== Dataset extract

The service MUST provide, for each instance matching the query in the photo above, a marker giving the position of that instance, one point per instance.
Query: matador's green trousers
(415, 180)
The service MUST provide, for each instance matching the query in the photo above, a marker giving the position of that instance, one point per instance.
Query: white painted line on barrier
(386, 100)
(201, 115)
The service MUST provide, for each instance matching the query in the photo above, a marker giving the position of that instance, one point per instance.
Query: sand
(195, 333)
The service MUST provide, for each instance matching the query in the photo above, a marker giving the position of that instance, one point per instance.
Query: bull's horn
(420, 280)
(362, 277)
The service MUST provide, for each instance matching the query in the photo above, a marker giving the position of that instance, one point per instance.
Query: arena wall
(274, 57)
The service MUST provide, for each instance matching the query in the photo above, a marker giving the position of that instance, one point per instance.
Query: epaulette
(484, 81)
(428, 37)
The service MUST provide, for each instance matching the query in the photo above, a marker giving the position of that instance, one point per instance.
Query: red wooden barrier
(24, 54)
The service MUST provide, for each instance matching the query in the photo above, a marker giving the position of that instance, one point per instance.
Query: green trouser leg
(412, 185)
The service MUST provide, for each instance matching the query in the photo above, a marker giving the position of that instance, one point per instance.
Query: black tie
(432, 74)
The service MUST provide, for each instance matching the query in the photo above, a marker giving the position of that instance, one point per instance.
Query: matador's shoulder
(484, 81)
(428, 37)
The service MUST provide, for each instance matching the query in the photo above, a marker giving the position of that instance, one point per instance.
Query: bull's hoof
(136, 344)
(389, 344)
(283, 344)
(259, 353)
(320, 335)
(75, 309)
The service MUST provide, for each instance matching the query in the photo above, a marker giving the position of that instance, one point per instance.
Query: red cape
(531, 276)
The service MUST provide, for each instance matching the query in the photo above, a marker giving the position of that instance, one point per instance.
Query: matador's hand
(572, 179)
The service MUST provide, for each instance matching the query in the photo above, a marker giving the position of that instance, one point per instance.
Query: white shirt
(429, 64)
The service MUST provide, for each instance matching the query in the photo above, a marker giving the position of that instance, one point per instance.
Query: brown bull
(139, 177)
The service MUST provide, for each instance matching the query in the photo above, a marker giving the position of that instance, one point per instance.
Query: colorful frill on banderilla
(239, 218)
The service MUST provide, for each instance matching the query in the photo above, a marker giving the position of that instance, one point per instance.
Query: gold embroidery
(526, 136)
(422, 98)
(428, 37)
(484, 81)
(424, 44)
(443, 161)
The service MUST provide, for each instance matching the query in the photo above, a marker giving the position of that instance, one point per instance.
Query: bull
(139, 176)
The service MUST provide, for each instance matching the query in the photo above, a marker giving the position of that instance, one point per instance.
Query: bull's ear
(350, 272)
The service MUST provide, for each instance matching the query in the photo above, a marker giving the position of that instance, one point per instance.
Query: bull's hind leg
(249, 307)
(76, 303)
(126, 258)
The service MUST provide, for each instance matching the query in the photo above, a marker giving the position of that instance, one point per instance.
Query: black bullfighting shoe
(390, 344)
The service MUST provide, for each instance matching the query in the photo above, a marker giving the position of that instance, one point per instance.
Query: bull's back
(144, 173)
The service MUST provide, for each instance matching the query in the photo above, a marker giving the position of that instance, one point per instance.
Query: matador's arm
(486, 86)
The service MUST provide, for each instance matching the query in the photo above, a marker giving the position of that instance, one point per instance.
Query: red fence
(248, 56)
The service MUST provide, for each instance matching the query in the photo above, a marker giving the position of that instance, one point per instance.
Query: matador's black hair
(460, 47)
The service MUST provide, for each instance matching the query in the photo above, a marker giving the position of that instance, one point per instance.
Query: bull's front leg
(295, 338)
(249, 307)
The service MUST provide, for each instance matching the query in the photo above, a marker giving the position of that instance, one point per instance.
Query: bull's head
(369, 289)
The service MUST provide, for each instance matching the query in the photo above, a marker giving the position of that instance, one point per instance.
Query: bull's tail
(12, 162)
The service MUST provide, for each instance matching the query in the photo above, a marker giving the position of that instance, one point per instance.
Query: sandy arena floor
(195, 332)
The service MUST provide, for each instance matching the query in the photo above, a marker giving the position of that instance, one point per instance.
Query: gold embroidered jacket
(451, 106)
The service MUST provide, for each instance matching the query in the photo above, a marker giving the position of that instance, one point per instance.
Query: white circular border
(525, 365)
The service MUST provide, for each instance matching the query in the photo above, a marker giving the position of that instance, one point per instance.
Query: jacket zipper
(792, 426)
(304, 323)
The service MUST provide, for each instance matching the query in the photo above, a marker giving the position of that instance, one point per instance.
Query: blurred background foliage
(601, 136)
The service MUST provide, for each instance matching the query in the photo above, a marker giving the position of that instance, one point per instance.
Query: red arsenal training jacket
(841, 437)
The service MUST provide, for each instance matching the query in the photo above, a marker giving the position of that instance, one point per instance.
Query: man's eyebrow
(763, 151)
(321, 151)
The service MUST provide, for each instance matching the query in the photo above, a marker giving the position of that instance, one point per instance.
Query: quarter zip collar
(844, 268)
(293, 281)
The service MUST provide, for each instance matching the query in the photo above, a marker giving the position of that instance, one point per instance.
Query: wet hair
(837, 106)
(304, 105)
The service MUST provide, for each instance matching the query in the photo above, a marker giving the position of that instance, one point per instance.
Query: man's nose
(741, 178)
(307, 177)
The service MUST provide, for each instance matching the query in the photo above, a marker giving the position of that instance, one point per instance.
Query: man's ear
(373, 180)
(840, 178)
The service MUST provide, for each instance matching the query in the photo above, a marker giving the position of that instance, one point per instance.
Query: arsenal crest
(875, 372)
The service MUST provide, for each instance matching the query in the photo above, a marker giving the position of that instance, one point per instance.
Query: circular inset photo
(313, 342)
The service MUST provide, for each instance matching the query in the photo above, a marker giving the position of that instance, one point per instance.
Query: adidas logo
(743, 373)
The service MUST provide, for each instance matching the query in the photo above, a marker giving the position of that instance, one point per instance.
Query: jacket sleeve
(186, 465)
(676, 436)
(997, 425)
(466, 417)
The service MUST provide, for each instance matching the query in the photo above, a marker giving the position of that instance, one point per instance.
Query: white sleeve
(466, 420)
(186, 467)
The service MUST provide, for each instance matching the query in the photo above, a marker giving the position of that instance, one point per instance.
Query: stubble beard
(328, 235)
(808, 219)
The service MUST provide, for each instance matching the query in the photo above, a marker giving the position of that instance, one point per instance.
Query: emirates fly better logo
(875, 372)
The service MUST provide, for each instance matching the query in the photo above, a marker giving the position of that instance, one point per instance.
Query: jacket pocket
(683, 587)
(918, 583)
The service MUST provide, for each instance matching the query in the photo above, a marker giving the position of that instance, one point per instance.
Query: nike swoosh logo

====

**What needs to be done**
All entries shown above should be printed again exactly.

**Result of this exercise**
The service MUST provide, for each instance matching the query in the photo above, a marker giving the position of that instance, one point per instance.
Query: matador's green trousers
(415, 180)
The service MUST provide, for each instance matching the query in the photo above, a marker giving the position of that instance, one point per instance.
Query: white painted line on barrier
(386, 100)
(201, 115)
The service MUST provide, for each instance matching the query in the photo above, a marker giving the position of that instance, one point per instance.
Query: sand
(195, 333)
The service MUST provide, for each instance matching the query in the photo above, a marker giving the position of that instance, one point per instance.
Query: bull's horn
(420, 280)
(362, 277)
The service MUST provide, for each instance matching the query in the photo above, a marker giving the position of that instance, one point per instance.
Query: arena wall
(274, 57)
The service MUST provide, for each instance matching the query in the photo above, a marker giving the position of that instance, one point per instance.
Query: epaulette
(484, 81)
(428, 37)
The service MUST provide, for each instance matching the query in the photo above, a marker giving the position of that instance, one point per instance.
Query: red wooden barrier
(24, 54)
The service MUST provide, for each instance matching the query in the photo above, a marker giving the position of that instance, one point per instance.
Query: green trouser leg
(412, 185)
The service MUST provide, for each instance matching the query in the photo above, a marker giving the position of that instance, one point per instance.
Query: black tie
(432, 74)
The service MUST provide, for each instance matching the query in the photo above, a marker giving the position of that instance, one point per instance.
Query: matador's shoulder
(484, 81)
(428, 37)
The service MUST provide, for each instance matching the query in the photo above, a marker giving the position of that instance, one point per instance.
Query: bull's hoof
(136, 344)
(389, 344)
(283, 344)
(259, 353)
(320, 335)
(75, 309)
The service MUST provide, for each instance matching the query in the photo above, a marker giving the position of that instance, one point per instance.
Query: red cape
(531, 276)
The service MUST provide, for each instance matching the query in the photo above, a marker giving the position of that instance, one point per instance.
Query: matador's hand
(572, 179)
The service MUST provide, for each instance matching the query in the photo above, a marker giving the position of that instance, one point per instance.
Query: white shirt
(429, 64)
The service MUST provide, for each instance matching the query in the photo above, a marker giving the position of that instance, one point per instance.
Query: brown bull
(139, 177)
The service MUST provide, for each instance matching the query in the photo above, a marker giving the position of that instance, one point per instance.
Query: colorful frill on banderilla
(239, 218)
The service MUST provide, for each instance matching the query in the photo above, a marker giving the position of that instance, one point per instance.
Query: gold embroidery
(526, 136)
(422, 98)
(428, 37)
(484, 81)
(424, 44)
(443, 161)
The service MUST provide, for each instance matching the query in the photo above, a marker giving the position of that instance, one point per instance.
Query: bull
(139, 176)
The service MUST provide, for each instance matching the query in the photo above, a marker giving the position of that instance, one point per instance.
Query: bull's ear
(350, 272)
The service MUST provide, for each instance matching the query in the photo above, a marker giving the position of that instance, one point per instance.
Query: bull's hind leg
(249, 307)
(76, 303)
(126, 258)
The service MUST provide, for each instance matching the query in the photo above, a marker giving the position of that instance, one point per instance.
Query: black bullfighting shoe
(390, 344)
The service MUST provide, for each instance matching the query in the photo above, a marker giving the position of that instance, one point per instance.
Query: bull's back
(144, 173)
The service MUST provide, for each instance matching the query in the photo above, a marker giving the position of that instance, one point per instance.
Query: matador's arm
(486, 86)
The service MUST provide, for each instance matching the query in the photo above, a marker giving the position of that instance, one point per instance.
Query: red fence
(248, 56)
The service MUST provide, for each instance matching the query in the photo above, a marker giving the position of that instance, one point per instance.
Query: matador's black hair
(460, 47)
The service MUST provide, for each instance matching the query in the photo above, a marker giving the position of that instance, one point per instance.
Query: bull's front leg
(295, 338)
(249, 307)
The service MUST provide, for each instance matching the query in the photo above, a marker giving the position of that instance, one point per instance.
Query: bull's head
(369, 289)
The service MUST provide, for each instance matching the query in the photo above, a marker giving the position of that instance, one point per instance.
Query: bull's tail
(12, 162)
The service MUST provide, for each instance matching the query in the photo above, a marker giving the position of that instance, one point per instance.
Query: sandy arena floor
(195, 332)
The service MUST provide, for each instance matching the query in the photo above, a marker giving the position of that instance, one point per instance.
Query: gold embroidered jacket
(451, 106)
The service MUST provide, for each instance matching the query in the photo above, a marker giving the position of that instance, one point per instance.
Query: white circular border
(525, 365)
The service MUST provide, for each instance matching the query in the photo above, a marker giving the position of that instance, one point per instance.
Query: jacket zipper
(792, 426)
(304, 323)
The service MUST provide, for each instance matching the query in the photo above, a marker giving the position of that instance, one point per instance.
Query: blurred background foliage
(601, 136)
The service MUST provide, for each instance matching the query in the photo above, a marker giving the position of that instance, one point per instance.
Query: red arsenal training jacket
(841, 437)
The service MUST provide, for each instance matching the query in the photo above, a marker giving the position of that instance, one point per instance.
Query: man's eyebrow
(763, 151)
(321, 151)
The service MUST provide, for each instance matching the query in the photo above, a marker giving the position of that instance, one point per instance.
Query: quarter zip collar
(844, 268)
(293, 281)
The service MUST provide, for each instance matching the query in the photo above, a marker giving the position of that instance, one point per instance.
Query: wet hair
(837, 106)
(304, 105)
The service MUST provide, for each instance matching the query in the photo above, a marker giving the position of that instance, one point per instance.
Query: man's nose
(741, 178)
(307, 177)
The service MUST provide, for each instance matching the query in the photo above, a marker giving the position of that instance, one point per instance.
Query: man's ear
(373, 180)
(840, 178)
The service MUST provide, for each instance matching the query in the photo above, a marker giving the position of that instance, one point per instance.
Query: arsenal crest
(875, 372)
The service MUST provide, for each instance matching the query in the photo above, a marker giving the position of that instance, one point per instance.
Query: circular inset photo
(313, 342)
The service MUST provide, for each instance matching the query in the photo above, a marker giving the position of that instance, one point per instance.
Query: adidas logo
(743, 373)
The service MUST provide, for each instance matching the query in the photo above, a marker giving the position of that instance, one point per instance.
Query: jacket sleeve
(186, 465)
(676, 436)
(997, 425)
(466, 417)
The service MUST provide, for each instance matching the query in the photo above, a marker giving the position of that instance, one point per instance.
Query: white sleeve
(466, 420)
(186, 467)
The service MUST provide, for each instance matching the query in the photo above, a marker giving the position of that instance, one point per instance.
Query: stubble beard
(328, 235)
(808, 219)
The service MUST provide, for each instance matching the query in the photo above, a marker giving the position of that instance, one point per instance.
Query: emirates fly better logo
(875, 372)
The service MUST provide, for each instance matching the query in the photo above, a marker giving the position of that instance, one point per instance.
Query: jacket pocket
(683, 587)
(918, 583)
The service MUST provide, for each instance matching the query in the photo above, a marker giving the position of that instance, one point per instance.
Query: nike swoosh logo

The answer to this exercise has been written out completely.